[Region pointing data]
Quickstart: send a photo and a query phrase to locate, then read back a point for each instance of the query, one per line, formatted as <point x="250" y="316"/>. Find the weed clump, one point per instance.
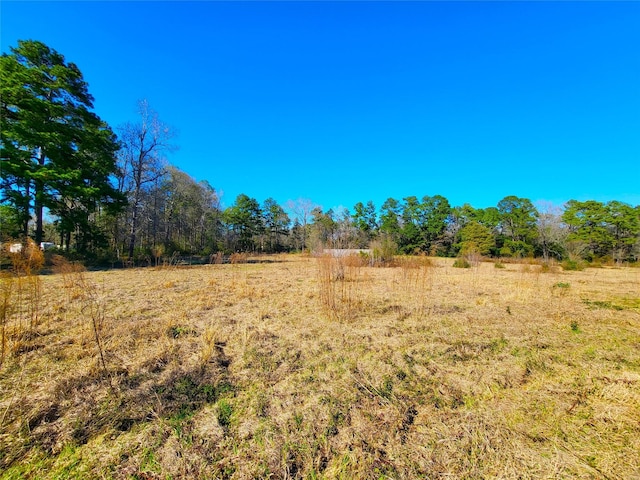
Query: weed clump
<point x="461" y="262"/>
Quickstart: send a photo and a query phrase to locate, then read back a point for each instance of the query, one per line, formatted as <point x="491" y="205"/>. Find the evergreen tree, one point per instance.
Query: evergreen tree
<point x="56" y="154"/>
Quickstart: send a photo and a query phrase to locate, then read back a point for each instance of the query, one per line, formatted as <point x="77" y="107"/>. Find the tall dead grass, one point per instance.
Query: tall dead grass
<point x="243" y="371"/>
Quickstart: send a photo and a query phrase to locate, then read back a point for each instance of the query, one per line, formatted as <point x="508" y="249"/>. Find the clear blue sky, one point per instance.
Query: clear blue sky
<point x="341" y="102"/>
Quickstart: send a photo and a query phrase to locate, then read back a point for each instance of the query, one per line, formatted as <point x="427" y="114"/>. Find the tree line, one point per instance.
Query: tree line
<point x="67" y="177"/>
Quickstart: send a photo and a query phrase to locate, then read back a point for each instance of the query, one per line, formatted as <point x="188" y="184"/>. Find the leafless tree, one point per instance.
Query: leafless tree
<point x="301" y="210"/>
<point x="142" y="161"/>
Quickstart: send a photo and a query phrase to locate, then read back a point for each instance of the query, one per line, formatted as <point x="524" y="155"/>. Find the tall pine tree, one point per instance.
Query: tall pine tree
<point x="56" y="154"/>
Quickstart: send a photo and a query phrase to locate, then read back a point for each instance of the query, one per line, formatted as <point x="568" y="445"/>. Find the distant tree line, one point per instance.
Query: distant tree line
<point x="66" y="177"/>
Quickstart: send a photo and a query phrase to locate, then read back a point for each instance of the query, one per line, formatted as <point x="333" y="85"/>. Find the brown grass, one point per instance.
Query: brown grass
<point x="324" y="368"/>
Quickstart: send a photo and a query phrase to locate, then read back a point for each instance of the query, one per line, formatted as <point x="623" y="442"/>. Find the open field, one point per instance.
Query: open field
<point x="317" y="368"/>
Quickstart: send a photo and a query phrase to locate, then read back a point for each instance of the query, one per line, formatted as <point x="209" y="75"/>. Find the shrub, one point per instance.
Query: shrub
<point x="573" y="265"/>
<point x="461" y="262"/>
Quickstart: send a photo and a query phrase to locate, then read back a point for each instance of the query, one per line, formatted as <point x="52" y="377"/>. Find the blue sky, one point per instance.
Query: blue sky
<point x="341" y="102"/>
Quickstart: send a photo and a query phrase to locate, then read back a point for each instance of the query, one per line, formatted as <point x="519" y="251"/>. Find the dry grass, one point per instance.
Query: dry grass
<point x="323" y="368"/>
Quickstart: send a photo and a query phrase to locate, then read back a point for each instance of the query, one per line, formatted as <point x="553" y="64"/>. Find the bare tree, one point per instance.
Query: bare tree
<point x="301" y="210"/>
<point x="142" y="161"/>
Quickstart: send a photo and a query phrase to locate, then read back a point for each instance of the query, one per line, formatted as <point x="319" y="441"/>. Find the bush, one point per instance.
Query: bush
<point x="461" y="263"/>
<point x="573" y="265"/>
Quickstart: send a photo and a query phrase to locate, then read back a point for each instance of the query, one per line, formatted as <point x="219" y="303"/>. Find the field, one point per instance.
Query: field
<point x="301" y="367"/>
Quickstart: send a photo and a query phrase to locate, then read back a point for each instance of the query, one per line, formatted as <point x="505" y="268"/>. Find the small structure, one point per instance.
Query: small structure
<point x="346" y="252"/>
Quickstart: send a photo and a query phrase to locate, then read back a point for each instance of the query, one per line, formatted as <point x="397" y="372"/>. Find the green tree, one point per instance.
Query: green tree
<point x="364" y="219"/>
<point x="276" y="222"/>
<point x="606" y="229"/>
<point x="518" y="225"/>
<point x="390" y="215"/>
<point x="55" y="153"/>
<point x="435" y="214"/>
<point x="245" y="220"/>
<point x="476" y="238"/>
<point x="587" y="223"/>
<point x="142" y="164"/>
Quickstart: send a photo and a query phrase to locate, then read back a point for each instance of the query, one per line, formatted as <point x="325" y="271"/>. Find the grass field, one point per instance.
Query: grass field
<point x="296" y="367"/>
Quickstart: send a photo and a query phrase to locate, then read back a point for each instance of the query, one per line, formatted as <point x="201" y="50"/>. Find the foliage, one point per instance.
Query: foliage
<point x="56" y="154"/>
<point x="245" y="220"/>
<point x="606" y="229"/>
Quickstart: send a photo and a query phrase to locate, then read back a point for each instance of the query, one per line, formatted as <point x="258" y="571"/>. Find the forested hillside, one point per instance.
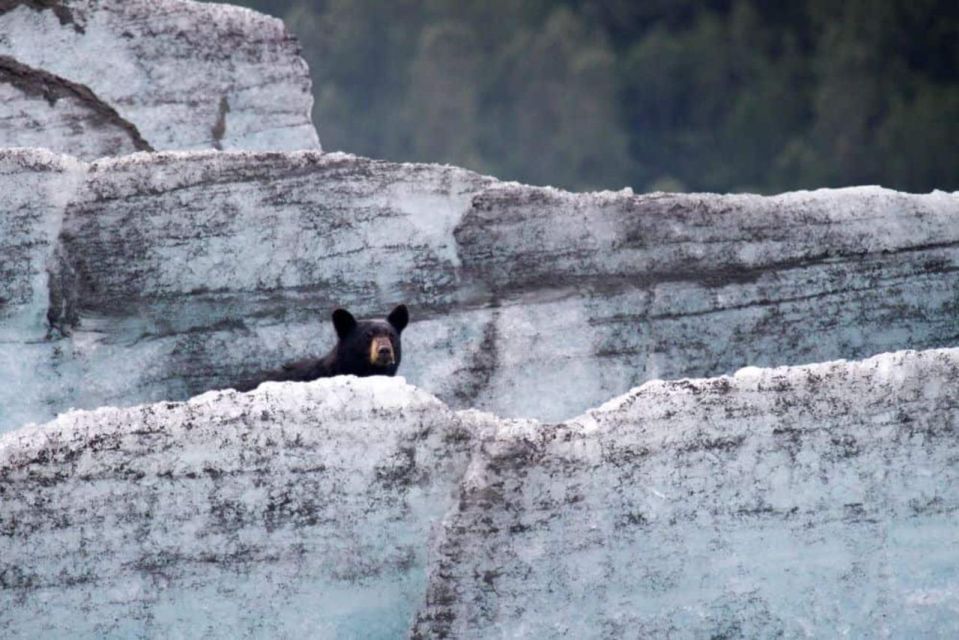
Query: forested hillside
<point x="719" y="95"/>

# WHAT NEEDS TO BE DONE:
A word-for-word copy of the lines from the one containing "grass field, one point per instance." through the last line of the records is what is wanted, without pictures and without any other line.

# YOUR SOLUTION:
Quickstart: send a photo and a query phrase to locate, then read back a point for each instance of the query, one per line, formatted as <point x="325" y="271"/>. Find the grass field, one point per instance.
Query: grass field
<point x="296" y="367"/>
Quickstart: send a photo and a query phrase to locate, then read back a point for each instance of the query, one per line, formatted as <point x="201" y="50"/>. Find the foliage, one point per instance.
Query: foliage
<point x="56" y="154"/>
<point x="245" y="220"/>
<point x="606" y="229"/>
Quickstart: send a photo and a query phrase to locate, then read back a point for each instance of the query, one per line, formatted as <point x="258" y="571"/>. Find the forested hillside, one point per instance.
Query: forested hillside
<point x="719" y="95"/>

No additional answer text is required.